> Document text
FAMILY: My Brother Scares Me
Letter #: 377367
Category: Family

Original Letter

sad  I am 12 years old and my family is very distant from me. I am the only girl in my family, and my brother is 'mentaly disabled'. What i mean by that is that he can see normal to people, but he has ADD and ADHD. He is addicted to girls and their bodies. When we were little he would try to 'wrestle' with me. he is 16. He scares me I cant even have my own room because of him!! He scares me... When he gets mead he gets violent what should i do? I have an agency working with me about this but I am afraid to tell them anything. Help!frown

Elder Response

For a 12-year-old, Ann, you write amazingly clearly and well. You obviously have talent, and I hope that, as you move through your education and into a career, you take advantage of this gift!

I'm very sorry that you are dealing with such a difficult and disturbing problem. Home should be the place where you feel safe and comfortable, not somewhere that you have to be afraid of things.

You say that you are working with an agency, but that you're afraid to tell them anything. You need to change that. I don't know what you're afraid of, but it can't be worse than what you have now. The whole purpose of working with an agency is to keep you safe and well, and they can't do their job if they don't know what's going on. So do, please, open up with them and tell them what is happening, what you fear from your brother, and why you feel that way.

If your parents are "distant," it may be that they are preoccupied with how to deal with your brother. Often, in families with a disabled child, the "healthy" one gets neglected because the other one demands so much attention. If that's what is going on, you need to ask them for a chance to sit down together, without your brother, and talk to them about your needs. Most especially, you need a place in the home that is yours, that nobody else can invade. Your comment about not having a room of your own bothers me -- you should not be sharing a bedroom with your brother, and I truly hope that's not the case.

The most important thing in your life right now, Ann, is keeping yourself safe. If talking with your parents, and opening up to the agency people, doesn't result in some changes, then you must find some other adult to help you: your family doctor, a school counselor, even the parent of a friend. No 12-year-old is equipped to handle this kind of situation on her own, and you shouldn't be trying to do so.

I'm glad you wrote to us, and I want you to write back and let me know what is being done to change your situation. I'm going to be thinking of you, and watching for your letter. I truly care about you, and want you to be safe and comfortable -- and I won't be comfortable until I know things are getting better for you! So do keep me posted.

(Items from a dataset)

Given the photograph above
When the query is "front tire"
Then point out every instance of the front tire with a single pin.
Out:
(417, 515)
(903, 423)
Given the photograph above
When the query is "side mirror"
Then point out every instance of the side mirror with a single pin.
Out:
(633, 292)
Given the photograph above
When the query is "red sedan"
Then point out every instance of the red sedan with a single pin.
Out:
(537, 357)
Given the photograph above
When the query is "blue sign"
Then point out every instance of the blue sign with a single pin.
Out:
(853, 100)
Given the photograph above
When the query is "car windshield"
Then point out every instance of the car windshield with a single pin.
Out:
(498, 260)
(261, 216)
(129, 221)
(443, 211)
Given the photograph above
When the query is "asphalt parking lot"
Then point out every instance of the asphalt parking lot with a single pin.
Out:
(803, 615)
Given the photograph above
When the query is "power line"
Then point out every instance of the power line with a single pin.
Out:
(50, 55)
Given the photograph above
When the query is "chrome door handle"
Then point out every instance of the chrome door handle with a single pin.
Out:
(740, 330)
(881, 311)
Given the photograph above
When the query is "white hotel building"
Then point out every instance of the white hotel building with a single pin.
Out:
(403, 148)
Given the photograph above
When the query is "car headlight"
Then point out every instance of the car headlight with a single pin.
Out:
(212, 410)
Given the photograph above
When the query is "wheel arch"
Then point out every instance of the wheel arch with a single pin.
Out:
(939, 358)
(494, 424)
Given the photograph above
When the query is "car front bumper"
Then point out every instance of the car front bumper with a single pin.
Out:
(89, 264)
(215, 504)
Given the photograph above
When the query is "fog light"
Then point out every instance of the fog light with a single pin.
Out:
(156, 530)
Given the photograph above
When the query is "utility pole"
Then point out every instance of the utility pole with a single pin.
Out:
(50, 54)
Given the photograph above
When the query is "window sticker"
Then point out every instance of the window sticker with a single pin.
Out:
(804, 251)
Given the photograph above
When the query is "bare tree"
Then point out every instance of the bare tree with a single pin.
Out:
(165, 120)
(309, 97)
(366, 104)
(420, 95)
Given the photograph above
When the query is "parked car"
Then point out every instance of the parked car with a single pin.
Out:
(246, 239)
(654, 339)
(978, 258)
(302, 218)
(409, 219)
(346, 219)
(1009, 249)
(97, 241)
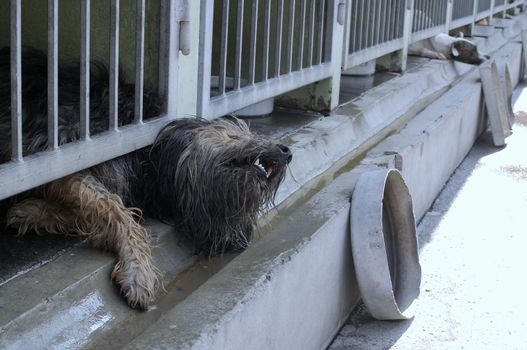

> Work instructions
Answer these questions using the advice letter:
(a) How old is the letter writer's brother?
(b) Under what category is the letter filed?
(c) Which three other adults does the response name as possible sources of help?
These entries come from a separate source.

> Solution to this exercise
(a) 16
(b) Family
(c) A family doctor, a school counselor, and the parent of a friend